Bio 
I grew up in rural northeastern Pennsylvania. I knew I was most interested in the subjects of science (primarily chemistry) and math throughout high school, however, I was unsure at this time of what I wanted to focus on in college. I decided to attend NYU which lies in the heart of NYC, where there was both a great variety of majors and opportunities available to me. Based on gut instinct, I declared my major in chemistry to learn about the interactions of matter on the atomic scale. During my second year, I decided to pursue an additional degree in chemical engineering. This taught me how to better apply my fundamental understanding of chemistry to more everyday applications and further understand the significance of the processing-structure-property relationships in advanced materials. During this time I became excited by the prospect of manipulating, or engineering, different materials according to their desired use. I got involved in research and began considering continuing my education towards becoming a professor where I could one day lead my own research group. To this end I decided to pursue my Ph.D. in chemical engineering, which brings me here today, to Cornell, where I have an opportunity to connect materials discovery and development to renewable energy technologies like photoelectrochemical cells and photovoltaics. Aside from my life in the classroom and laboratory, I enjoy being outside. Most of this time is spent riding my horse, however I'll also take the occasional hike or bike ride and look forward to getting back into kayaking once the weather permits.

### DATA FOR ANALYSIS
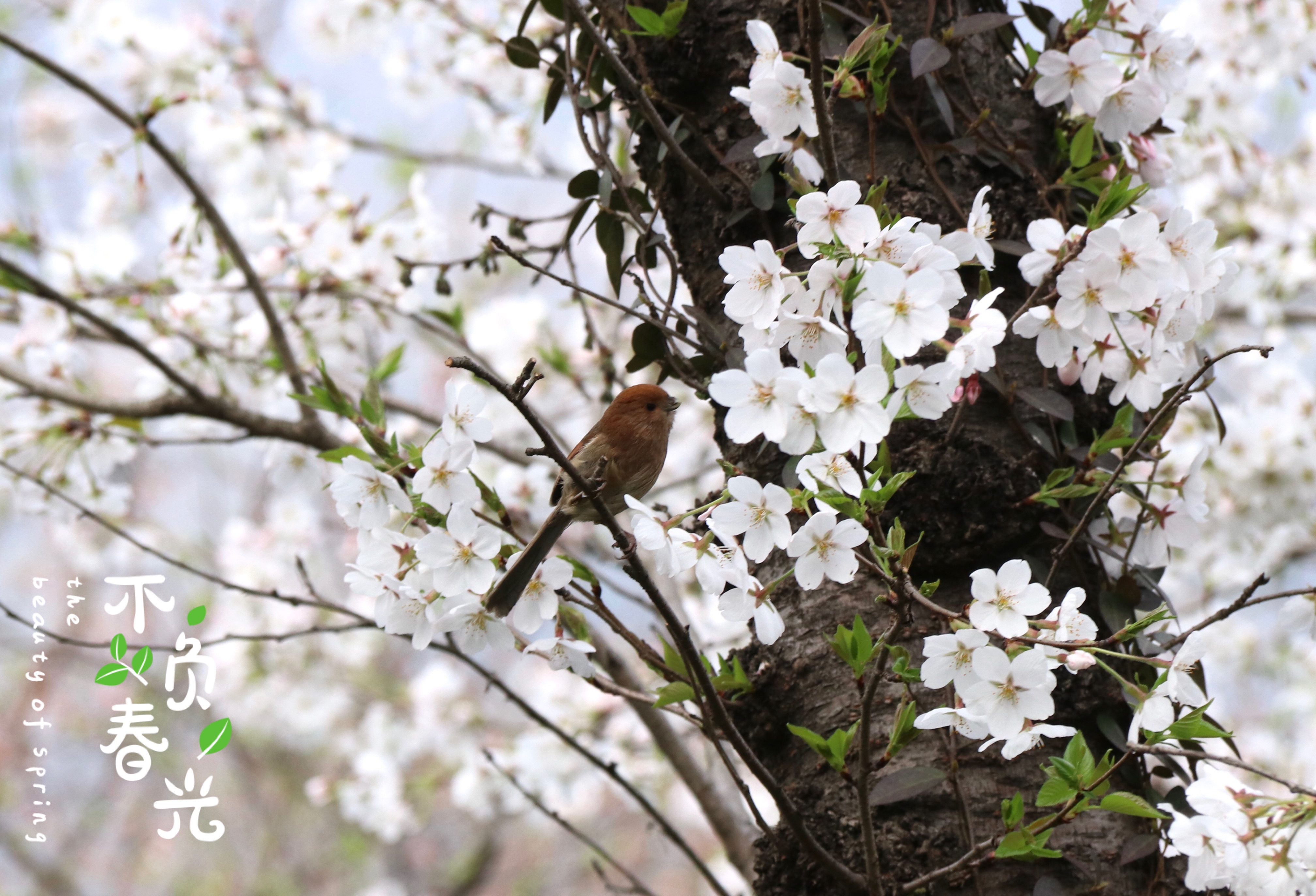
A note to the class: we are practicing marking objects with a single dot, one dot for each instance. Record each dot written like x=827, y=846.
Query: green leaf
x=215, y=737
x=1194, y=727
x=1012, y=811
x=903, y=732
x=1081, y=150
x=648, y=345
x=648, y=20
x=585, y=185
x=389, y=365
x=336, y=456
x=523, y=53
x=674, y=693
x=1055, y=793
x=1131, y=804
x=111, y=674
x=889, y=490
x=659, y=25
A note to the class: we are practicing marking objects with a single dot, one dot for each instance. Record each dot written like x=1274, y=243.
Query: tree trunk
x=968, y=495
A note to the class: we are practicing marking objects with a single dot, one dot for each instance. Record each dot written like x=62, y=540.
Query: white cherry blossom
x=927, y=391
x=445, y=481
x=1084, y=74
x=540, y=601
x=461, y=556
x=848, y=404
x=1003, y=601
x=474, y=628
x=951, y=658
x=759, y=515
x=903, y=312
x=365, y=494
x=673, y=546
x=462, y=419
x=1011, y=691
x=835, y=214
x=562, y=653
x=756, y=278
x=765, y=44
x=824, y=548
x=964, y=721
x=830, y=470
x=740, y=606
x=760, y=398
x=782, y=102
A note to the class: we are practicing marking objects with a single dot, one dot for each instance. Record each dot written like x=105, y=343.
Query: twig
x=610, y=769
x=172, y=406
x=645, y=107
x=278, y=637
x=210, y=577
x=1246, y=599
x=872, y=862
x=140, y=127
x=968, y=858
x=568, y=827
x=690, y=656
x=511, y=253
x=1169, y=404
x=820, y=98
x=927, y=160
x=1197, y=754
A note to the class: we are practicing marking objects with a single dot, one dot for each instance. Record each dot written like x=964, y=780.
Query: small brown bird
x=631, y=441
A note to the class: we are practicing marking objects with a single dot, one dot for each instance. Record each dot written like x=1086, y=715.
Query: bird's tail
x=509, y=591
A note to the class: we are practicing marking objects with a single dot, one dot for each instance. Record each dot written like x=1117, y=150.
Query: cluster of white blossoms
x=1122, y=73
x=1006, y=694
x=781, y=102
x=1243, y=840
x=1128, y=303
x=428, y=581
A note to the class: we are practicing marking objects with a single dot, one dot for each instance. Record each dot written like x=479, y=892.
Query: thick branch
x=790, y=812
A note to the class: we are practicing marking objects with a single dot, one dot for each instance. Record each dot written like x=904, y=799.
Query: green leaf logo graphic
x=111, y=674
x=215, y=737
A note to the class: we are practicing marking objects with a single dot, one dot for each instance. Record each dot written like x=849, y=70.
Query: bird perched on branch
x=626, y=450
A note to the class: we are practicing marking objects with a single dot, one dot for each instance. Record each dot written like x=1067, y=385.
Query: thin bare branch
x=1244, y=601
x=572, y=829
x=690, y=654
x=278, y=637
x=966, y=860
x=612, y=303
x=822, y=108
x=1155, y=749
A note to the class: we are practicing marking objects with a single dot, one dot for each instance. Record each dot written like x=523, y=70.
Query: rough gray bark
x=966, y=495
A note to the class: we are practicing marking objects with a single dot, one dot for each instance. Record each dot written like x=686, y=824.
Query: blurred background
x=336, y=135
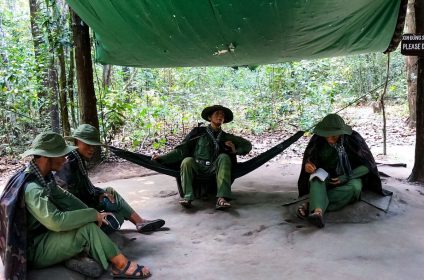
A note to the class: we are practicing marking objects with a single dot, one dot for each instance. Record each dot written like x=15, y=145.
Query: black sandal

### PROBLEM SET
**1)** Answer these questions about the bio:
(a) Where did the writer grow up?
(b) In which year of college did the writer decide to add a second degree, and in what field was it?
(c) What outdoor activity takes up most of the writer's time away from class and the lab?
**2)** Continue the bio after its last sentence.

### EXERCISE ANSWERS
**1)**
(a) Rural northeastern Pennsylvania.
(b) The second year, in chemical engineering.
(c) Riding a horse.

**2)**
Recognizing that technical challenges are matched with the necessity to communicate to the general community both the obstacles and potential value of such technologies, I have made it a personal responsibility to reach out and educate beyond the university. I have been involved in outreach programs with initiatives similar to that of GK-12, both designing and leading workshops hosted at Cornell for middle and high school aged students. I feel there is great significance in inspiring students at a young age and making them aware of the possibility of a future in science and engineering, as well as working with their teachers to keep up with this enthusiasm, helping to transform the students' sometimes seemingly far-fetched dreams into a reality. As a fellow, I look forward to growing as an educator, mentor and communicator and have been awarded the privilege to pursue my scientific curiosity while sharing my excitement with the broader public through the initiatives at the heart of the GK-12 program.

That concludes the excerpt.